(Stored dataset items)

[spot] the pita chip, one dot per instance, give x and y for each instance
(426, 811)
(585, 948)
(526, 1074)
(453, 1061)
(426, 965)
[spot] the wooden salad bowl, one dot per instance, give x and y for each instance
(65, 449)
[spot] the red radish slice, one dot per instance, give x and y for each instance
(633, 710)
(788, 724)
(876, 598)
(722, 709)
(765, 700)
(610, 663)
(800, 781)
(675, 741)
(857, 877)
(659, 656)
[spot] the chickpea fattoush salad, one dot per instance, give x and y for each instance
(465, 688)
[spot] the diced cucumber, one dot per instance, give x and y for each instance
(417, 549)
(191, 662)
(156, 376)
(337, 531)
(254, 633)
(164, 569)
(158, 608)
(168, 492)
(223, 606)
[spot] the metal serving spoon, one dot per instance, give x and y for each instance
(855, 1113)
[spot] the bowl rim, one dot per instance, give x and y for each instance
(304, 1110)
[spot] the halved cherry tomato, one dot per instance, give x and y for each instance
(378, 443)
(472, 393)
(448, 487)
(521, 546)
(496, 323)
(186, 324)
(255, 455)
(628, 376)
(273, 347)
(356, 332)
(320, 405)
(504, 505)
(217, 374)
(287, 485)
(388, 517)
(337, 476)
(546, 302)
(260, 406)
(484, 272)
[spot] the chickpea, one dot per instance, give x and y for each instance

The exercise.
Could you transcribe every line of this listing word for word?

Task solution.
[spot] the pita chip, one dot per instance, give x and y for each instance
(426, 811)
(585, 948)
(526, 1074)
(453, 1061)
(426, 965)
[spot] the wooden salad bowl, one dot per instance, give x and y for each instance
(65, 449)
[spot] the red radish slice, one dot per instance, give x and y for each instance
(633, 710)
(788, 724)
(876, 598)
(722, 709)
(765, 700)
(610, 663)
(800, 781)
(675, 741)
(857, 877)
(659, 656)
[spot] the chickpea fattoush salad, one dot per instance, give x and y for each instance
(465, 688)
[spot] the diced cucumber, one dot per instance, give x and y for each instance
(417, 549)
(191, 662)
(156, 376)
(337, 531)
(254, 633)
(164, 569)
(158, 608)
(168, 492)
(223, 606)
[spot] the metal serving spoon, one dot per instance, give x and y for each instance
(855, 1113)
[spot] the bowl rim, one dot per instance, give x and y for each instance
(304, 1110)
[spot] the halved cherry tomato, one dot per instance, give x and y for each instance
(378, 443)
(472, 393)
(448, 487)
(521, 546)
(496, 323)
(186, 324)
(255, 455)
(628, 376)
(273, 347)
(356, 332)
(320, 405)
(504, 505)
(217, 374)
(287, 485)
(388, 517)
(337, 476)
(546, 302)
(260, 406)
(484, 272)
[spot] the chickpea, one dot per instance, give x and y for each instance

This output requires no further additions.